> EXERCISES:
#1 In the post on partisan politics, give again the passage starting with "(2) There are" and going on through "way that works.".
#2 Using the post on partisan politics, answer yes or no to each statement and quote the words that decide it: (a) The reply calls the Civil War phenomenally bloody. (b) The reply holds that the political system has failed. (c) The reply presents the plan behind Asset Voting as a new idea first put forward by Warren Smith.
#3 Finish out the next part of the post on partisan politics, going on from its last sentence.

── EXCERPT ──

[Election-Methods] Partisan Politics

Abd ul-Rahman Lomax abd at lomaxdesign.com
Sun Mar 23 13:56:08 PDT 2008


At 08:03 PM 3/18/2008, Fred Gohlke wrote:
>Good Evening, Dave
>
>re: "In New York, at least, the two major parties each do such as
>appoint half the members of the Boards of Elections." and also in regard
>to the related comments about "party leadership", "party activities",
>"party business", "state party", and "county organizations".
>
>To me, this says "the structure of government" and the "responsibilities
>of voters" are what the parties say they are. I think that degree of
>control is pretty much the same in all the states.

Yes, more or less.

>Ought we not question such an arrangement?

Why? Isn't the status quo the arrangement God has provided us?

>   Nothing in our Constitution
>grants such rights to political parties, yet they dictate all of our
>political activity.  Do we see nothing wrong with that?  Is that not,
>indeed, the cause of our political system's failure?  Have we become so
>accustomed to partisan dictatorship that we can't see how destructive it is?


Seriously:
(1) The political system has not "failed." It merely does not work as 
well as it could, and it has very obvious flaws, which have persisted 
a long time. Those flaws, under some conditions, can be practically 
fatal. Philip K. Dick wrote a book, "It Can't Happen Here." Some seem 
to think that true, that Americans are specially graced to never 
suffer a spectacular failure. Though I suppose the Civil War was 
pretty spectacular. Famous abolitionist and anarchist thinker, 
brilliant guy whose name someone escapes me at the moment, was 
seriously against slavery and seriously against using military 
coercion to end it. He was right. Other nations ended slavery without 
such major disruption. The Civil War was phenomenally bloody.
(2) There are some very simple reasons why the system does not 
change. If those reasons are not understood and addressed, reform is 
impossible. You can come up with a totally ideal political system, 
and waste your life designing and promoting it, all for nothing if 
the path from here to there is not described and followed in a way that works.

>re: "In at least most states electors are not directed by their party
>but by party members in elections and/or caucuses."

Shocked, I'm shocked. Yes, that's the system. It is not what was 
designed, the original design was corrupted through a loophole left 
in the Constitution, a loophole left because it was too difficult to 
negotiate at the time. The original design was actually more like 
what Warren Smith has proposed as Asset Voting. Sort of. Lewis 
Carroll came up with the same plan, it is an old idea.

───
── STORED DATA ──

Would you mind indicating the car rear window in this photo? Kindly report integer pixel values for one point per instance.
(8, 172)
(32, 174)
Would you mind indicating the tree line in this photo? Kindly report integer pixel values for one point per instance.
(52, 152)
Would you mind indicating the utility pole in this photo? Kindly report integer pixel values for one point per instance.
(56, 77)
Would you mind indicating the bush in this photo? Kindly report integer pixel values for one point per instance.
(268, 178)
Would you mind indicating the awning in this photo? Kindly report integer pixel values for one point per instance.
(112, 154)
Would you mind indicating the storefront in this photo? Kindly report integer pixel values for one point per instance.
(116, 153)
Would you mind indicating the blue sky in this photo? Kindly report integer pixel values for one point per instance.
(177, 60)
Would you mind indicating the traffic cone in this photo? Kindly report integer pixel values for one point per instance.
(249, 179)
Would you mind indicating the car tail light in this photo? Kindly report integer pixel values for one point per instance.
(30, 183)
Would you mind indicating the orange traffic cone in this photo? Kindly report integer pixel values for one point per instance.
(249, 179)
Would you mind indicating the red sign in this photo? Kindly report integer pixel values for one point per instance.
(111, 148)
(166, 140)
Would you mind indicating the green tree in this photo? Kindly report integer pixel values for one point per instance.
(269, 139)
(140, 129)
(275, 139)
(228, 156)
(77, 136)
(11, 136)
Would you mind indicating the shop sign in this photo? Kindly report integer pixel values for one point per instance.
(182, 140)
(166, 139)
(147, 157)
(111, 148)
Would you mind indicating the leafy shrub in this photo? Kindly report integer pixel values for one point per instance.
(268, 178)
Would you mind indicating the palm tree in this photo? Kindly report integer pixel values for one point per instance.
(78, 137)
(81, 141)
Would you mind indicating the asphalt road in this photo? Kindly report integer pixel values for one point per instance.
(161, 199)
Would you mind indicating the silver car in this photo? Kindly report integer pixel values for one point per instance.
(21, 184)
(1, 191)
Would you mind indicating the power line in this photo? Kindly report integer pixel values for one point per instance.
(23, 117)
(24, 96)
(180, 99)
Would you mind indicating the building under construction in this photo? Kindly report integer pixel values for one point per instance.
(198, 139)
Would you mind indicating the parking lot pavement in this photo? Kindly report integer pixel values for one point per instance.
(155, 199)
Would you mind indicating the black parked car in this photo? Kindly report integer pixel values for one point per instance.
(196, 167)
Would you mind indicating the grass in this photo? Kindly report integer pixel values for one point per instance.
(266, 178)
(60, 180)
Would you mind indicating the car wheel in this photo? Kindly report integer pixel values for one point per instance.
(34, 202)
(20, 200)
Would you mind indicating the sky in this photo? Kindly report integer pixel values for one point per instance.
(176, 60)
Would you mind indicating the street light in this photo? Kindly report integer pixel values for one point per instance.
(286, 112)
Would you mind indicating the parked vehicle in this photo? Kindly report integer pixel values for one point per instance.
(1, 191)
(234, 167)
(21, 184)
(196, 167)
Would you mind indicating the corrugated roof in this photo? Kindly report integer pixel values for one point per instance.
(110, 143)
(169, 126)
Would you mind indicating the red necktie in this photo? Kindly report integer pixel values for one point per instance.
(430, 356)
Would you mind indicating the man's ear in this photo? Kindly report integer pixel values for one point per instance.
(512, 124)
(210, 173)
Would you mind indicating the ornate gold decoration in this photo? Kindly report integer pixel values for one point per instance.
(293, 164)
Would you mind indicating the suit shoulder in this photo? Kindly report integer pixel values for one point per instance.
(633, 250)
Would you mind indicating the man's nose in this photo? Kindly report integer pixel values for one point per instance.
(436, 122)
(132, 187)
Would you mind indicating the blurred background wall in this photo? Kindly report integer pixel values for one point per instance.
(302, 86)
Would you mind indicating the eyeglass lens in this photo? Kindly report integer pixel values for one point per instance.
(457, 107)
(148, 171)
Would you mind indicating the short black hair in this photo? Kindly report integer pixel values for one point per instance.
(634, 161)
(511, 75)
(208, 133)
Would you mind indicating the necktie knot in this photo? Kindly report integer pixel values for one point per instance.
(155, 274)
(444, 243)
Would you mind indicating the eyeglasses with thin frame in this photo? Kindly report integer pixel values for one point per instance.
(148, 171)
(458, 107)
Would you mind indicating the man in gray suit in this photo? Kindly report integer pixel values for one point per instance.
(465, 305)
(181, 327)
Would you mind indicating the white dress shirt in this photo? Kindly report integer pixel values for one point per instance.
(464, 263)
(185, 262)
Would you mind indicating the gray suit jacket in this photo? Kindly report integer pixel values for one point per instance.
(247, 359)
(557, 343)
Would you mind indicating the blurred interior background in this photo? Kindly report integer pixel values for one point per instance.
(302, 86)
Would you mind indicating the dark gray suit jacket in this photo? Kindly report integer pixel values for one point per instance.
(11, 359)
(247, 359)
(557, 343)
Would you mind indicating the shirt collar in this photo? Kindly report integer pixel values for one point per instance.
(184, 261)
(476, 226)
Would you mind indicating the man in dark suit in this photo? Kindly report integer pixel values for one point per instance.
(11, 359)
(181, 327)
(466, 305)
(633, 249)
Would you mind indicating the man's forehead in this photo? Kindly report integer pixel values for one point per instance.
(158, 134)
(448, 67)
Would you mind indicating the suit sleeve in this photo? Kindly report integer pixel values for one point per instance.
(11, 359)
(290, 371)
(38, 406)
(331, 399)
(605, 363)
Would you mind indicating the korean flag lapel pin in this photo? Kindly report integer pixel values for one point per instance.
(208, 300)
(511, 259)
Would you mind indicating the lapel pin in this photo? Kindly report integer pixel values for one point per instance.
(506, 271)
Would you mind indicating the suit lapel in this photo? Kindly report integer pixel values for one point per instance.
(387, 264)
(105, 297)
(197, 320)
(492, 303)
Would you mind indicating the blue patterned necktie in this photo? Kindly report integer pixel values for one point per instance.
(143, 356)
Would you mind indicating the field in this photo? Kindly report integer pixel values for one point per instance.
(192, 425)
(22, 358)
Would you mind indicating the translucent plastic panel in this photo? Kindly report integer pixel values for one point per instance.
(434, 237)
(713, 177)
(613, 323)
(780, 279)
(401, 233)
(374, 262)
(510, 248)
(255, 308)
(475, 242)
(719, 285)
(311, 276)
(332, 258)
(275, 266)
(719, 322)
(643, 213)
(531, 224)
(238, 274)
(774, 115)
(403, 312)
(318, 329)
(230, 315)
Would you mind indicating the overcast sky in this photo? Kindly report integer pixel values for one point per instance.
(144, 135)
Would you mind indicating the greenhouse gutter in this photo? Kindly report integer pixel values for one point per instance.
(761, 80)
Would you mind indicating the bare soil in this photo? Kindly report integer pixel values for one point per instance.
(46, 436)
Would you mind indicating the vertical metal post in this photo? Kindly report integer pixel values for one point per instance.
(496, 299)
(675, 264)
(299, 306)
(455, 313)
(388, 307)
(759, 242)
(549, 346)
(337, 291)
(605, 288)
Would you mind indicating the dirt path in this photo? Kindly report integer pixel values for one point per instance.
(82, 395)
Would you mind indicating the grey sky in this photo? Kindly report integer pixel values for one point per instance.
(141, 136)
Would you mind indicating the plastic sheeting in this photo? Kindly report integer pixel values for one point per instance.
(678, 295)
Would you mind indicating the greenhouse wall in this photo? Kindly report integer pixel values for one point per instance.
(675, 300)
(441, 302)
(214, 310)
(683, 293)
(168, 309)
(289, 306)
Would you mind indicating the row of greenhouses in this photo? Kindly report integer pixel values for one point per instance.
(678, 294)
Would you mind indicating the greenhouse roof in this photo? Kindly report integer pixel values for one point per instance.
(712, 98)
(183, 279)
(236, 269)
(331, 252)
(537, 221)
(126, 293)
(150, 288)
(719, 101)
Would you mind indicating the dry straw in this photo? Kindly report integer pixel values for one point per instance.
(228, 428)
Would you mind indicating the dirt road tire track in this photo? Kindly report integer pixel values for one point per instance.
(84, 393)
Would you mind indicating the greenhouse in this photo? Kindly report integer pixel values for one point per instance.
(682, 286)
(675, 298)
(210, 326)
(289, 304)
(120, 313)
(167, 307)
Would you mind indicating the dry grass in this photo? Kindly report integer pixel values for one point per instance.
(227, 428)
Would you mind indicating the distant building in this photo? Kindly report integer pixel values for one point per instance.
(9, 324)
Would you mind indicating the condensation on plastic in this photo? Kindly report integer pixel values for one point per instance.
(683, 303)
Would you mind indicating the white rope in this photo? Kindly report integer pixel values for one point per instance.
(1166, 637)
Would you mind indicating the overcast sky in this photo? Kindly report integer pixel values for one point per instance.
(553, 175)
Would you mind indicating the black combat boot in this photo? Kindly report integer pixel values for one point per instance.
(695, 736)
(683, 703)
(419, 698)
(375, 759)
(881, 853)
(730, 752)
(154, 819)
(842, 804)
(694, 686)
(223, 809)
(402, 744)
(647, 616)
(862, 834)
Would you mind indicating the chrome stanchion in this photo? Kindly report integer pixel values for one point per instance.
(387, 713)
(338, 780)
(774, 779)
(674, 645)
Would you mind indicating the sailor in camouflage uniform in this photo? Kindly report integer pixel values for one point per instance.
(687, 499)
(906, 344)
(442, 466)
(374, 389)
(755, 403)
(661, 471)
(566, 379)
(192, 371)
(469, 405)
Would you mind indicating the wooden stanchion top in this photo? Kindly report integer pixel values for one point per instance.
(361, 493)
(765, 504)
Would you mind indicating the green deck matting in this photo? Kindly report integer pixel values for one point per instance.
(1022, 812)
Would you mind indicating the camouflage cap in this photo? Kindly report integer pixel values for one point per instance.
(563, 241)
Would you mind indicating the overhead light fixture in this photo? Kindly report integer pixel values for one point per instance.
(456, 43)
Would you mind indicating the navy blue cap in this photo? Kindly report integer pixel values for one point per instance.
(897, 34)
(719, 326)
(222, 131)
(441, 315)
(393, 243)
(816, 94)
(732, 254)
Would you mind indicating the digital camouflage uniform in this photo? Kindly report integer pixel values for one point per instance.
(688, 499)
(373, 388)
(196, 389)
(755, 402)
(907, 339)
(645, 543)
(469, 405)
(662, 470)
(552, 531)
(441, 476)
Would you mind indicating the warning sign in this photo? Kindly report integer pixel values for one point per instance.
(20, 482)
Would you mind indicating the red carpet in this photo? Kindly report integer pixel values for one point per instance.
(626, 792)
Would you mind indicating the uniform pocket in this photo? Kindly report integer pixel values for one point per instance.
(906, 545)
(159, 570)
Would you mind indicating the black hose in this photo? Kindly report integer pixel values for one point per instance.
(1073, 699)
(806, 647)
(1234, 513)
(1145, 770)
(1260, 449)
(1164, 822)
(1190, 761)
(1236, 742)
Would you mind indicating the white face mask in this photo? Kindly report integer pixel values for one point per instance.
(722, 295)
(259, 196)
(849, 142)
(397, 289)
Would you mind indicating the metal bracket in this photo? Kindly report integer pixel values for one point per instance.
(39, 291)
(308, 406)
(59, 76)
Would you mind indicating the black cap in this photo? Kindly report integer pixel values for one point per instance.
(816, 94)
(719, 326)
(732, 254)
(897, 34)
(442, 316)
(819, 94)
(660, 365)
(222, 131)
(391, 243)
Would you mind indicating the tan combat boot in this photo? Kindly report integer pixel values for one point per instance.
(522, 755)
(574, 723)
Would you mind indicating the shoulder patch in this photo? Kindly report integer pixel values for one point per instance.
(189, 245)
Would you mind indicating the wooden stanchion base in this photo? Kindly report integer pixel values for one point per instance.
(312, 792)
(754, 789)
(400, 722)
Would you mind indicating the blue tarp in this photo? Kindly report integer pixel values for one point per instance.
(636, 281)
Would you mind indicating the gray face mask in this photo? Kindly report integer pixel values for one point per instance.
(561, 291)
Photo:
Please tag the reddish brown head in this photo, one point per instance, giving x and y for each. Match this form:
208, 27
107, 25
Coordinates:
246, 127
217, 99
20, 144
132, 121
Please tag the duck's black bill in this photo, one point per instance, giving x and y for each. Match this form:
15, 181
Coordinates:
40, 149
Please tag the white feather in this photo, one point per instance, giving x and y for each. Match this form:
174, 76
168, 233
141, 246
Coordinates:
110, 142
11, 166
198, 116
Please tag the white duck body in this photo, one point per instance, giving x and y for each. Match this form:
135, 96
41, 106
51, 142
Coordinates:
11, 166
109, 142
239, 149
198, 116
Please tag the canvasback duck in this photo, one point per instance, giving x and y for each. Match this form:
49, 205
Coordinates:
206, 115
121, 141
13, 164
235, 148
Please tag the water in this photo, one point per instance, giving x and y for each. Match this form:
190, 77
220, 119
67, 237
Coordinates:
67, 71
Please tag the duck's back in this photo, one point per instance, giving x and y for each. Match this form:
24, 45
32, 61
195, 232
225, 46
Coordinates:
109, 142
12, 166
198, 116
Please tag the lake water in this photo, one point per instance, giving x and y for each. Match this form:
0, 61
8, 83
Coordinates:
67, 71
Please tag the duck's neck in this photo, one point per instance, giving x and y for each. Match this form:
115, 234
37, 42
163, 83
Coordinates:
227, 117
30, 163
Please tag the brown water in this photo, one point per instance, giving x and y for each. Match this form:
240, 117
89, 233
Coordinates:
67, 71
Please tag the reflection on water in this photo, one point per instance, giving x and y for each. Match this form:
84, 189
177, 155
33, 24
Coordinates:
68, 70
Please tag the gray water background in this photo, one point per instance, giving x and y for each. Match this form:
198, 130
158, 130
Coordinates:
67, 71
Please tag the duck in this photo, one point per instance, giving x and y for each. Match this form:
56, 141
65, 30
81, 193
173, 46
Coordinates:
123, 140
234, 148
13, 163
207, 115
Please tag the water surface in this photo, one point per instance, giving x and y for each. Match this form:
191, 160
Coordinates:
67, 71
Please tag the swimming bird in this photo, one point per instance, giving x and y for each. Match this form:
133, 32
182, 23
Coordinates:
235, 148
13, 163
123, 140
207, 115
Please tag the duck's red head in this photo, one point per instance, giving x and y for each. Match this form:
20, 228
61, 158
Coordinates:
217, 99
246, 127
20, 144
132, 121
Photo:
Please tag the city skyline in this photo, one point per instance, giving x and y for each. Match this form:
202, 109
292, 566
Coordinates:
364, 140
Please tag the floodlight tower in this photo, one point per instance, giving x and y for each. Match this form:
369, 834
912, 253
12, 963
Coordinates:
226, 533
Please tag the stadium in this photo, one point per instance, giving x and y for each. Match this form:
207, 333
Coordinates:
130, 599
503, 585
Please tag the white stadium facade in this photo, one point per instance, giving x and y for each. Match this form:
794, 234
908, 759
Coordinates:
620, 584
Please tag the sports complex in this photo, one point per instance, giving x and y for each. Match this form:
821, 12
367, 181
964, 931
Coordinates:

───

> SOLVED TASKS:
#1
(2) There are some very simple reasons why the system does not 
change. If those reasons are not understood and addressed, reform is 
impossible. You can come up with a totally ideal political system, 
and waste your life designing and promoting it, all for nothing if 
the path from here to there is not described and followed in a way that works.

#2
(a) Yes: "The Civil War was phenomenally bloody."
(b) No: "The political system has not "failed.""
(c) No: "Lewis Carroll came up with the same plan, it is an old idea."

#3
>Yes.  But what is the rationale for a few of our citizens ... the
>so-called "party faithful" ... dictating the actions of people who are
>supposed to, after they study "such candidates as become visible to
>them, do their voting."

No, they don't dictate the actions of the voters. If the voters were 
organized, they could elect anyone whom they choose. Problem is, the 
voters think of the government as their organization. It is not, it 
does not belong to them, it belongs to a very diffuse and chaotic 
entity called "the plurality." Not a problem. Plurality ovting is not 
really the problem. The problem is that people depend on government, 
a necessarily coercive and centralized mechanism, to be the means by 
which they come to agreement. If the people could come to agreement 
outside of government, practically any mechanism on the table would 
work quite well. Too many reformers, though, completely miss this 
point, and what they want to do is have the government force the use 
of better election process.

But that runs into severe problems. Thankfully, actually!

>re: "You start with the size of legislature desired.  If legislators
>should each represent about 750, multiply my numbers by 10."
>
>That's fine.  The question I'm interested in, though, is how the
>legislators are selected.  Who names the candidates?  Would we not be
>better off finding a way to select them from among ourselves?  In what
>way do we benefit by having them named by people who can control their
>votes?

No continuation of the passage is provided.